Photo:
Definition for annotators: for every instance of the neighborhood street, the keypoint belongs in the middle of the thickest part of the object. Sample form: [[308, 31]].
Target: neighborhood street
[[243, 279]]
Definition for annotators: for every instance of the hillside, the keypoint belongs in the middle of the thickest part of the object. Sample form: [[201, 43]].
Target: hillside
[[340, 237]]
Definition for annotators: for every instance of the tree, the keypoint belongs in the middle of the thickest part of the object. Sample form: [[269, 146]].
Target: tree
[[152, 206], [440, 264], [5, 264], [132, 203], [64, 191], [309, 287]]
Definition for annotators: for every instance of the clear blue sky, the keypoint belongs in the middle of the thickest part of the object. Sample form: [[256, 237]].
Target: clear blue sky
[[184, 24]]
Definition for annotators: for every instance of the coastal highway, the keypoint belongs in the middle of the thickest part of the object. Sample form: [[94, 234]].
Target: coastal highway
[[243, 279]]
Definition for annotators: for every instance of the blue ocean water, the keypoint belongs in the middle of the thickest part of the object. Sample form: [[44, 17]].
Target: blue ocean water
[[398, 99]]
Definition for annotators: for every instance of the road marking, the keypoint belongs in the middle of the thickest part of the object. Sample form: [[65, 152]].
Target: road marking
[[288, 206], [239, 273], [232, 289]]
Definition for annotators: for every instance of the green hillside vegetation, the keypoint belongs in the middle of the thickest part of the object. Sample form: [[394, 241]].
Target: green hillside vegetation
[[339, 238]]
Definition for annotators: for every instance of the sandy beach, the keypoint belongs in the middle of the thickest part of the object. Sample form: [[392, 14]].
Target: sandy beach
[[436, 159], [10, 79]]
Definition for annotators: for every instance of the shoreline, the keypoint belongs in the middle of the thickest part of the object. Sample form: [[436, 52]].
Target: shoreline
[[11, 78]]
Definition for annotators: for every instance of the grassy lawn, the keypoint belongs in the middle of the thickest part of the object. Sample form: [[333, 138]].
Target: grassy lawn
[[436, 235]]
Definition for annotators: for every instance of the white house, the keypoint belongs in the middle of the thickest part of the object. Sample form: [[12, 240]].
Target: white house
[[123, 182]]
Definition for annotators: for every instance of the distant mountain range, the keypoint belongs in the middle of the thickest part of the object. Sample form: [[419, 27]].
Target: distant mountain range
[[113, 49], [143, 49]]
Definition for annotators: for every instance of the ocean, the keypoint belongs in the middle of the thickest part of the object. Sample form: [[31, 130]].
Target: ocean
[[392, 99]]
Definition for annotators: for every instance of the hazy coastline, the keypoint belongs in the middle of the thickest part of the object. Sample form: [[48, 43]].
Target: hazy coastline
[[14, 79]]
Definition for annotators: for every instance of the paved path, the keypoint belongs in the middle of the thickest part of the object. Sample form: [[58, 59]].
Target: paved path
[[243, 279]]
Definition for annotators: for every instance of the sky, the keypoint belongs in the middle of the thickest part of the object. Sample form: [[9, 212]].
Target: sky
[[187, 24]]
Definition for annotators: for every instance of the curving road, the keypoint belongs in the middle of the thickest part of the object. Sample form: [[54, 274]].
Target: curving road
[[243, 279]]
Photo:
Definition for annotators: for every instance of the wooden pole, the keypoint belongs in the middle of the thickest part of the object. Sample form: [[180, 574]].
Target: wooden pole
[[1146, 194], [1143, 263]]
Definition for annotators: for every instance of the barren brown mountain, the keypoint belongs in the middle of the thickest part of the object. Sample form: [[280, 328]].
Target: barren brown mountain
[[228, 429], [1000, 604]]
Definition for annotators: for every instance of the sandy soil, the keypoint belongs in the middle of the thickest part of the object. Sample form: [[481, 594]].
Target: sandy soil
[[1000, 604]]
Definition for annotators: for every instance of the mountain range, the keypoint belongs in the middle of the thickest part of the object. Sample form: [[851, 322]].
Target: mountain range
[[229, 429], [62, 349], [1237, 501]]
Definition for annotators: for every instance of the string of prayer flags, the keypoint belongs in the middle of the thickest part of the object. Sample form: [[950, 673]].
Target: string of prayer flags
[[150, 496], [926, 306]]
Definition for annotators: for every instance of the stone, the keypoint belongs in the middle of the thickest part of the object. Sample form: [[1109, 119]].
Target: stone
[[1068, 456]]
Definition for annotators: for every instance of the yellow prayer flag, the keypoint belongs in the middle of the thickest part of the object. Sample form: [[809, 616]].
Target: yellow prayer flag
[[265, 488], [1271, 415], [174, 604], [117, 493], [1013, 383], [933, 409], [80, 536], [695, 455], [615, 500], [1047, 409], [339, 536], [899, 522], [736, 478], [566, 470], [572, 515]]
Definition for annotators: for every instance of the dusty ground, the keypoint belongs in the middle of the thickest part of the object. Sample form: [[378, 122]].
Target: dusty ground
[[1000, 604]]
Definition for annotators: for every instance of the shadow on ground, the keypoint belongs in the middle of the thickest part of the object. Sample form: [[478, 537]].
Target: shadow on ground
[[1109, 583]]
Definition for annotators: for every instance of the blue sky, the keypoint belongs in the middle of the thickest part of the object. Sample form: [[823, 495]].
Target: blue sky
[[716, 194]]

Stated goal :: Copy out every line from the line with "form: [[392, 14]]." up to and including the line with "[[436, 159], [10, 79]]", offsetting each coordinate in the answers by -91 and leaving all other numbers as they stand.

Exercise solution ::
Definition for annotators: for every instance of the sandy beach, the keypoint belongs in the middle of the thickest part of the object. Sample form: [[392, 14]].
Target: sandy beach
[[345, 68], [-81, -12]]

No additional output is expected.